ABOUT THIS TASK: Please transcribe the data below in full, word for word, without the images.
*** Opening of DATASET ENTRIES ***
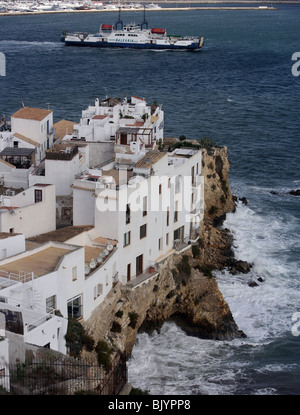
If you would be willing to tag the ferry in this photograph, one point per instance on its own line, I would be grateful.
(132, 35)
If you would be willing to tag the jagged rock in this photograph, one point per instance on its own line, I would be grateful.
(295, 192)
(195, 298)
(240, 267)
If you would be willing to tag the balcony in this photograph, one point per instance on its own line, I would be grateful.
(142, 278)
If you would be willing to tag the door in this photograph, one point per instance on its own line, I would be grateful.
(128, 272)
(123, 139)
(139, 265)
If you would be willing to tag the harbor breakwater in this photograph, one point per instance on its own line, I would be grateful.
(241, 8)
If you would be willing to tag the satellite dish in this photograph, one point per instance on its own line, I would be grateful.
(93, 263)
*** Close of DATASET ENTRIES ***
RESULT:
If you would be willing to tag the ferry in this photograph, one point per instance on its own line, I would be grateful.
(132, 35)
If you would be willing to tag the jagged rock in this photograph, one point per instance on its own line, I would be grateful.
(295, 192)
(195, 298)
(240, 267)
If you would be willing to tag the balcony in this photograph, one point per instance on its own line, I would be grateful.
(142, 278)
If you would be willing to tag the door in this photograph, one point per instance on its own line, I would be grateful.
(128, 272)
(123, 139)
(139, 265)
If you would be willing to tag the harbor breakwater in this photograph, one point per instance on its own line, I would be grateful.
(241, 8)
If you would be willing to tag the satellite dish in this photograph, one point per instance on its own line, I would be grateful.
(93, 263)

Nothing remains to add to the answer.